Actions to take |
a. According to the post, why was act-utilitarianism abandoned in favor of rule-utilitarianism?
b. Copy the post word for word from "You make two" to "better than guesswork.".

You make two points here, but one does not follow the other. It is true that it is possible to use statistics in misleading ways to support bad conclusions. It is NOT true that statistical analysis is a bad way to make decisions because of this, however. In fact, rigorous statistical analysis is just about the ONLY way to objectively analyse a decision. Note that this doesn’t mean you just look at an average and call it a day - rigorous statistical analysis includes looking at things like standard deviations, sample size and quality (ie how independent the variables actually are), etc… there’s a lot that goes into it; but any other form of decision making is little better than guesswork.
This board has lost too many of its resident philosophers. Here’s my sophomore grade B recall:
Consequentialism is a highly influential moral framework, but it has multiple flaws. So people turn to deontological systems (eg Kantian ones) or virtue ethics. They are philosophically flawed too, though not as much as certain systems based on religious dogma generally speaking. (Aspects of Buddhism are a possible exception).
Act-utilitarianism was shot down during the 1800s in favor of rule-utilitarianism, most vividly because act utilitarianism doesn’t permit you to make commitments for the future. So you use consequentialist criteria to set the rules of society, with the understanding that you’ll only go all act-utilitarian if things get really hairy. A man’s got to know his limitations. Cite: JCC Smart: https://www.utilitarianism.com/utilitarianism-for-and-against.pdf See also Eastwood (1973).
One of consequentialism’s many faults is the boundless moral demands it places on the individual: whatever a middle class person donates to the poor, utilitarianism demands that he donate more (in practice). There’s a need for a more lenient framework. Rawls (1973) provides one, and even that is far more demanding than any real life system delivers.

Dataset records |
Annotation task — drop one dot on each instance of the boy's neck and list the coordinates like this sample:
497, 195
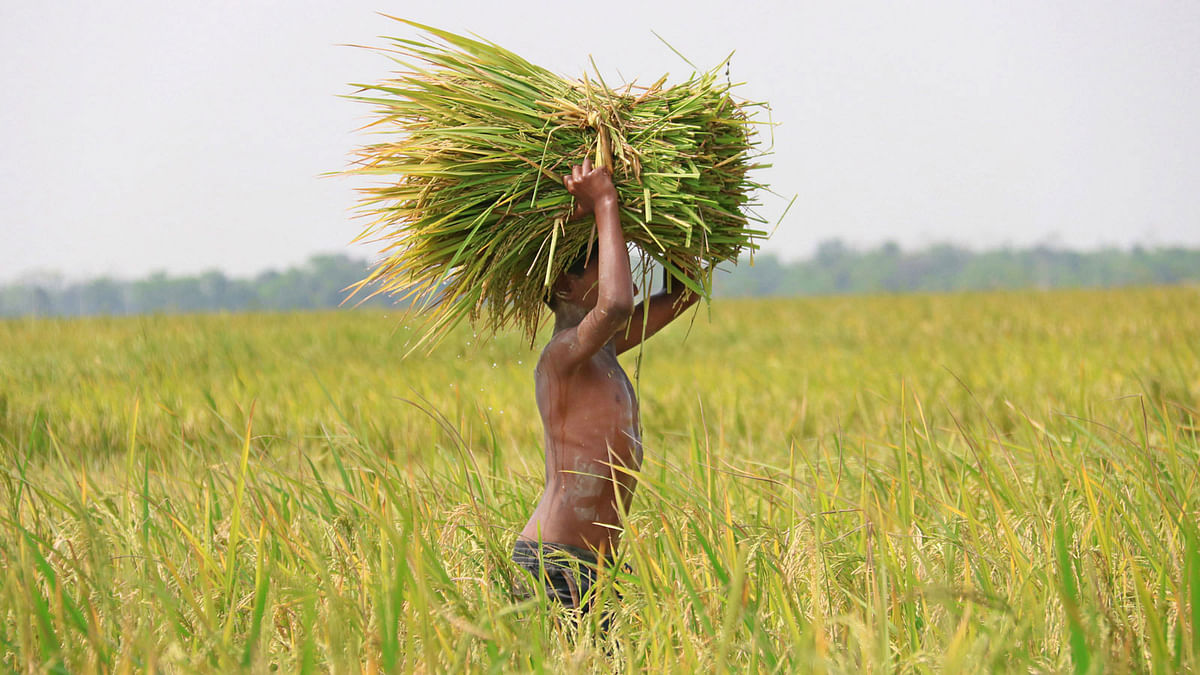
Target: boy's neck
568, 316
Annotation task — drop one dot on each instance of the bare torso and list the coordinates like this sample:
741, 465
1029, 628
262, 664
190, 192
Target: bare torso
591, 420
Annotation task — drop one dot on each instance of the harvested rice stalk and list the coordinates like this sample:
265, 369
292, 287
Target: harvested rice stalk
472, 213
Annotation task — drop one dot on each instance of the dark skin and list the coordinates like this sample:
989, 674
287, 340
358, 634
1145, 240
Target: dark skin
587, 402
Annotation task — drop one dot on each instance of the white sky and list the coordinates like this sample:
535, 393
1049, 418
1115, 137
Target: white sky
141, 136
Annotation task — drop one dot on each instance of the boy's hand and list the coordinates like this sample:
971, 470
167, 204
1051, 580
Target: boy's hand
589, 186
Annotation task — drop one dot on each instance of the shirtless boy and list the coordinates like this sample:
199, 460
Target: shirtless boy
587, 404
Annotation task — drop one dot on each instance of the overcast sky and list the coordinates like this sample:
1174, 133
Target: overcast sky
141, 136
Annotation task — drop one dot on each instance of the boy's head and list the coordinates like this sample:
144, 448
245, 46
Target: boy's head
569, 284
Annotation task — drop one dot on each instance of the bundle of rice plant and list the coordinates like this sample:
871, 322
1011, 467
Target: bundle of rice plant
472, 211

---

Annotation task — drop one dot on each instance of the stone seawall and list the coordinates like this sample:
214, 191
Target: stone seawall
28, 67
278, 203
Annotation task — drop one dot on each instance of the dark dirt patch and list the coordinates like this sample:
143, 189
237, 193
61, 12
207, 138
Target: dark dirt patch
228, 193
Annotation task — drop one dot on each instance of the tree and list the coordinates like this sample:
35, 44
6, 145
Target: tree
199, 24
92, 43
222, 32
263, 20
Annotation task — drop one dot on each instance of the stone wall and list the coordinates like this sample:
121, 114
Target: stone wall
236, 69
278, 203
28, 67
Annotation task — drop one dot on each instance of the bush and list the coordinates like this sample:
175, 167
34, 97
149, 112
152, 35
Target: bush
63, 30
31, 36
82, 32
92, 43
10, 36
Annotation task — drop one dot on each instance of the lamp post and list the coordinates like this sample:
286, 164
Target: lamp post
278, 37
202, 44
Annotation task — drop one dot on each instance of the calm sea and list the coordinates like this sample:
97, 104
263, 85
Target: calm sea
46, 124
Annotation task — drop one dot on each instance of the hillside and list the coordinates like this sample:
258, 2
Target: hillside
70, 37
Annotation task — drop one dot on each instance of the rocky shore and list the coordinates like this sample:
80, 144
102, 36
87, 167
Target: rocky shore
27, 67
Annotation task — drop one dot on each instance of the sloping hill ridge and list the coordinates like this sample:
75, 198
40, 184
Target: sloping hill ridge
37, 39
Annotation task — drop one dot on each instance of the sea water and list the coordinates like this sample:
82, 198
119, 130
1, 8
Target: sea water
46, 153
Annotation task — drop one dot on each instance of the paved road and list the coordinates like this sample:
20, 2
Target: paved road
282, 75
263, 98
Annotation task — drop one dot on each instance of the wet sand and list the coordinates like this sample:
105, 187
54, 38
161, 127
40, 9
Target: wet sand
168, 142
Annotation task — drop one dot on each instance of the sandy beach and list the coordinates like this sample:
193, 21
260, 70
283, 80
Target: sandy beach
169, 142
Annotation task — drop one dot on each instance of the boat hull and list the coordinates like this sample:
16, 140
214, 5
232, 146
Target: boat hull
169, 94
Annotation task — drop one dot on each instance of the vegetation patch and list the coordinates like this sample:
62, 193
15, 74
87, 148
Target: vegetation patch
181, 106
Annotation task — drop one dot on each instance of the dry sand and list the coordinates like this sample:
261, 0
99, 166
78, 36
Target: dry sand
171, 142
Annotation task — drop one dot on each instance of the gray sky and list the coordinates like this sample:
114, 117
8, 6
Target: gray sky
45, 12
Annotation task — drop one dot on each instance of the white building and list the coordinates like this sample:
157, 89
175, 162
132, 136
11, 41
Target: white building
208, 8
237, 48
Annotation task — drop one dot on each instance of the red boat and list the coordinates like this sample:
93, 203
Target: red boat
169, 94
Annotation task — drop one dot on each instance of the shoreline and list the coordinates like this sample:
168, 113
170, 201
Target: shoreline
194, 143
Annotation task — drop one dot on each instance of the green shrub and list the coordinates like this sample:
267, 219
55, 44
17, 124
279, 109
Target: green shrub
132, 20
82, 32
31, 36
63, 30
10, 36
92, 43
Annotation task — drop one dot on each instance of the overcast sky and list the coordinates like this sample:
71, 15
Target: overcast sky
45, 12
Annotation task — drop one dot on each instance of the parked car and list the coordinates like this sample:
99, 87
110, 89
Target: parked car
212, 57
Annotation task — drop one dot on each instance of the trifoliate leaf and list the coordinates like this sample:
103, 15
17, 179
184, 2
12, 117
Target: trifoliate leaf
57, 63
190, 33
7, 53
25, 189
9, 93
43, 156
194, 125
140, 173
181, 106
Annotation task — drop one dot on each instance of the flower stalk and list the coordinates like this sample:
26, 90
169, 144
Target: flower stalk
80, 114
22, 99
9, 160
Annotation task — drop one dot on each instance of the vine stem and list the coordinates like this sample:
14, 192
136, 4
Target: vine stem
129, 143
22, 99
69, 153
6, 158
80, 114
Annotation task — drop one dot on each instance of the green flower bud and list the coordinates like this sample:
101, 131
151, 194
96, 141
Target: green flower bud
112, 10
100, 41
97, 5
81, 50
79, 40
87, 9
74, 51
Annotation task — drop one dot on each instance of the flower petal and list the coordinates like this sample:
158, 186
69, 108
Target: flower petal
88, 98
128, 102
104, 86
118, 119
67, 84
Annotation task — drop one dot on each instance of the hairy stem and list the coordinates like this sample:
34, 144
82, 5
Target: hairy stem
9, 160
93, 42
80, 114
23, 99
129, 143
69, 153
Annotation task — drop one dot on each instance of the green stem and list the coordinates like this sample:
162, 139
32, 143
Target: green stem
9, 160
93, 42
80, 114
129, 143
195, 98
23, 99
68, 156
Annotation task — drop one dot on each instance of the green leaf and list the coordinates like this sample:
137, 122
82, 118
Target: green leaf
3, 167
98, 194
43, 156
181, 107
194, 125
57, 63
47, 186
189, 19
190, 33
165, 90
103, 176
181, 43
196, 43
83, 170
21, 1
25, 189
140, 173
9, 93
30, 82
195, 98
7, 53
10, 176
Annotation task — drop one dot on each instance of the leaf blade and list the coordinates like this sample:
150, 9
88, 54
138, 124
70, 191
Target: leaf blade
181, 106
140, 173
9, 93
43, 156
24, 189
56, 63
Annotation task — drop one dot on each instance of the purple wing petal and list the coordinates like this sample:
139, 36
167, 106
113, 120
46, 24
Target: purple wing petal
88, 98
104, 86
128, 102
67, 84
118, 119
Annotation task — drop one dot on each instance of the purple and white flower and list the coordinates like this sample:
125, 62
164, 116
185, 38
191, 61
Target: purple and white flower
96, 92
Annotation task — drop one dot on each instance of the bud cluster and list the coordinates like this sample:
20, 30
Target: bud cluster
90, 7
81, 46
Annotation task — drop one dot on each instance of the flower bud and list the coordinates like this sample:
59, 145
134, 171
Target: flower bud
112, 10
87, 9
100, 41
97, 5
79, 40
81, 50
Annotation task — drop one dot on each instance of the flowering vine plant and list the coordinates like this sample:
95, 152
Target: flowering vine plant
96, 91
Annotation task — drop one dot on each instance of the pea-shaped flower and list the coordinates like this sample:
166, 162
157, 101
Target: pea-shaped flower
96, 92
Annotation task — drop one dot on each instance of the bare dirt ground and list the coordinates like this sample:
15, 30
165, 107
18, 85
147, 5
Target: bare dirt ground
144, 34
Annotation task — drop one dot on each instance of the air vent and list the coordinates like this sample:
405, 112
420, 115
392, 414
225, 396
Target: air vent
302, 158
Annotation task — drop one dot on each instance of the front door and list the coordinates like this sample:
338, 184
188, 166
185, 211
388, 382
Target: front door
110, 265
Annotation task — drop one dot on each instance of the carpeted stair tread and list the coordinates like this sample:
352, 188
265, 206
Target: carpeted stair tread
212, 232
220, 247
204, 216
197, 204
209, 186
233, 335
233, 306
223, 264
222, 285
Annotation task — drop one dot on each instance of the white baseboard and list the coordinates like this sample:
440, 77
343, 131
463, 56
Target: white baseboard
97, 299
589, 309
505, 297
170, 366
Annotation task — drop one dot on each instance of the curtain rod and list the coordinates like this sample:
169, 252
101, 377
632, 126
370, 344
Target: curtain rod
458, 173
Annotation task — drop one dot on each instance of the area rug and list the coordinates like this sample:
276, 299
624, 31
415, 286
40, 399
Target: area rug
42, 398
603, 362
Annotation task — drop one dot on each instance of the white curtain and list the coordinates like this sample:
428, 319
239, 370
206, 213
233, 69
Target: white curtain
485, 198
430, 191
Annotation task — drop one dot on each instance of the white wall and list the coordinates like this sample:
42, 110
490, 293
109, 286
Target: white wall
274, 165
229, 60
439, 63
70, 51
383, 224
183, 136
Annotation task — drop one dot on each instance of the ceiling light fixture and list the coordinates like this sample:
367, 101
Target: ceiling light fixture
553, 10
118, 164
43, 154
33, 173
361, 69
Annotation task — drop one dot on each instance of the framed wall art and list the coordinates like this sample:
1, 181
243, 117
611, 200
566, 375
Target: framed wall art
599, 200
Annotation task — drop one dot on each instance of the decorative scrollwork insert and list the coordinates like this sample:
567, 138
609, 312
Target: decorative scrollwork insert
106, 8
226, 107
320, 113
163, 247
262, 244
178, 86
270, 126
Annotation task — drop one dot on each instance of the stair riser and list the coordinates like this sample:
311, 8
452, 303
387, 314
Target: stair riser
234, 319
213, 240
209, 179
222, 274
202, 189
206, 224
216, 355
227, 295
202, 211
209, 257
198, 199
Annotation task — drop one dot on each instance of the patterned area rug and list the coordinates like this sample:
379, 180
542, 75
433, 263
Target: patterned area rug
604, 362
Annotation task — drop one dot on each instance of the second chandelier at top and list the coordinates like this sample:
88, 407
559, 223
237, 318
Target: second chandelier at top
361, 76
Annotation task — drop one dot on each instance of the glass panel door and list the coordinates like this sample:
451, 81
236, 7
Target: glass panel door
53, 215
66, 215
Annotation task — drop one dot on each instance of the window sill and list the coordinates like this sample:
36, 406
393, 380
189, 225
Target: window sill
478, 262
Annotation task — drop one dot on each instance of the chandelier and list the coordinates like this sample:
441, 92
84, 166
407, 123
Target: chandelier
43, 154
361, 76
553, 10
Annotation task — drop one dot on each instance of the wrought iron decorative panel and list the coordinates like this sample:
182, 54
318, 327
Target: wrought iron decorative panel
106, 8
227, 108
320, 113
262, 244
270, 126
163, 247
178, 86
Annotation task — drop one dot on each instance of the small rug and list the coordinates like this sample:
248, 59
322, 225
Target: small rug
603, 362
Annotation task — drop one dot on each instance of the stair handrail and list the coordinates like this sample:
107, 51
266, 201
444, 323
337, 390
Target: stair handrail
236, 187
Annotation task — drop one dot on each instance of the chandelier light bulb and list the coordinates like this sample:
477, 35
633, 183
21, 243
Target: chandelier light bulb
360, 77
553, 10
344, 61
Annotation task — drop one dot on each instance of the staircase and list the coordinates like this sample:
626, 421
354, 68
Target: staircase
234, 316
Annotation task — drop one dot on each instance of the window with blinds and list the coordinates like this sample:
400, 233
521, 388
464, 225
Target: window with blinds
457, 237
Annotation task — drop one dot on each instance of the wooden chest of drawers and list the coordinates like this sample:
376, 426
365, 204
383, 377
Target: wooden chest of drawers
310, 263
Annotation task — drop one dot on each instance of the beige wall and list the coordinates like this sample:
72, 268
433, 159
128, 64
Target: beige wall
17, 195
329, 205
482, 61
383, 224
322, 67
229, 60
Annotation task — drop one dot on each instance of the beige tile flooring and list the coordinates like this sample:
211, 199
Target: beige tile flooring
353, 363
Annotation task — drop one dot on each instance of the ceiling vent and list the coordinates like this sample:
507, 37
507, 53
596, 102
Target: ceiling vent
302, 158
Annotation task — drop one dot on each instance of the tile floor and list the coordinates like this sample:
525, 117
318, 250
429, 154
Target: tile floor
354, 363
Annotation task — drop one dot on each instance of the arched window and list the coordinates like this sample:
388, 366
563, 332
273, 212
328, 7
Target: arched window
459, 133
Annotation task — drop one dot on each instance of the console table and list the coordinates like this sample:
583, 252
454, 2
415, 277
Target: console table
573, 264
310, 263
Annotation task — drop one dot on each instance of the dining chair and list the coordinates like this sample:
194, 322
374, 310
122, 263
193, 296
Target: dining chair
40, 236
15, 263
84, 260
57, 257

Answers below |
a. Act utilitarianism doesn't permit you to make commitments for the future.

b.
You make two points here, but one does not follow the other. It is true that it is possible to use statistics in misleading ways to support bad conclusions. It is NOT true that statistical analysis is a bad way to make decisions because of this, however. In fact, rigorous statistical analysis is just about the ONLY way to objectively analyse a decision. Note that this doesn’t mean you just look at an average and call it a day - rigorous statistical analysis includes looking at things like standard deviations, sample size and quality (ie how independent the variables actually are), etc… there’s a lot that goes into it; but any other form of decision making is little better than guesswork.